*EXERCISE*: Copy out every record below exactly as written, but leave out any pictures.

*RAW RECORDS*:
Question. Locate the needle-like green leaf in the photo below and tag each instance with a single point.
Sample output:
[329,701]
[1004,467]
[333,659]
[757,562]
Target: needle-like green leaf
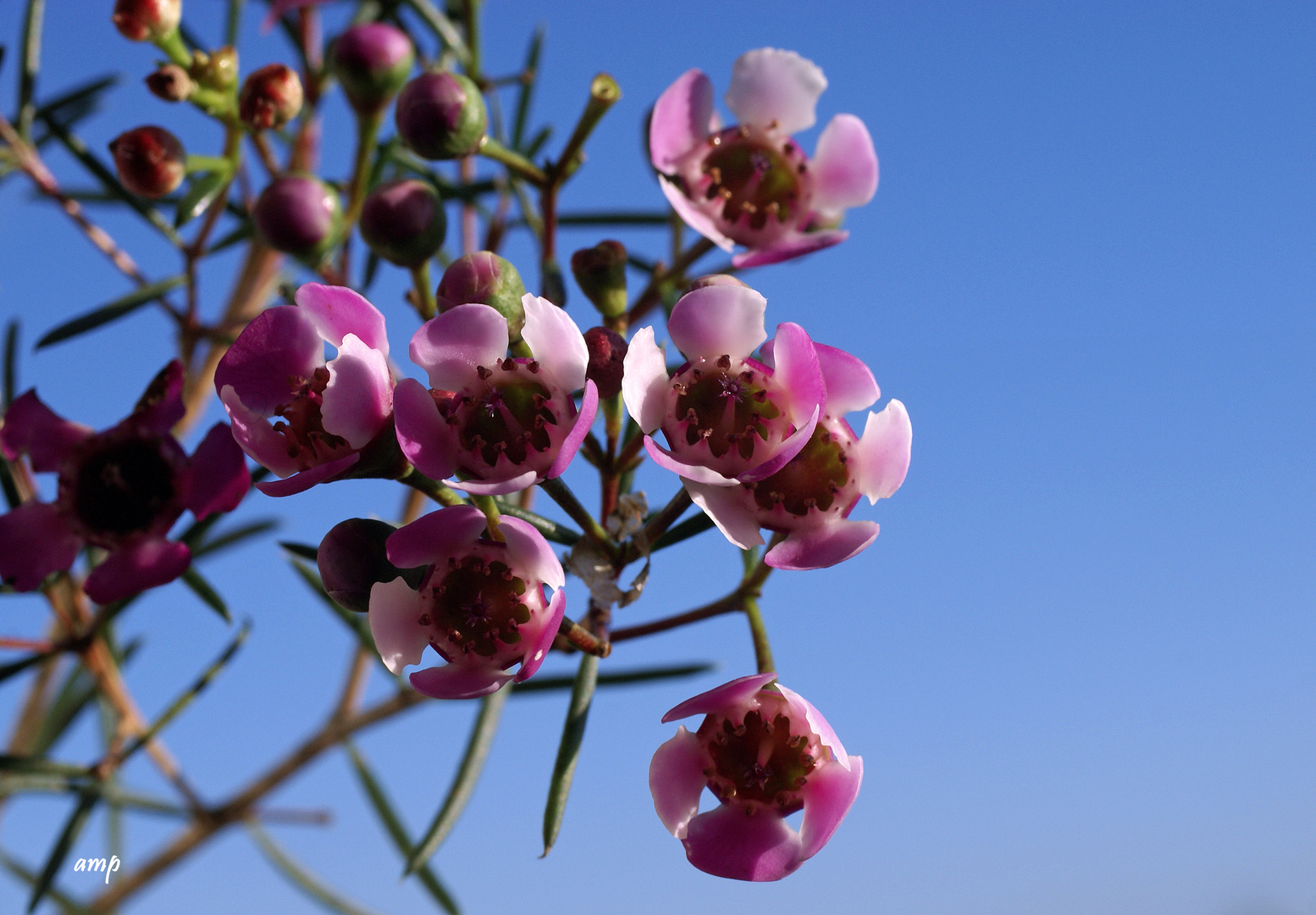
[112,311]
[569,751]
[467,774]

*FINISHED TASK*:
Question. Locate the needle-like green leaf in the photo below and tag each instance with a single point.
Sample output:
[329,701]
[1004,467]
[333,659]
[757,562]
Target: needle-like green leaf
[112,311]
[569,751]
[467,774]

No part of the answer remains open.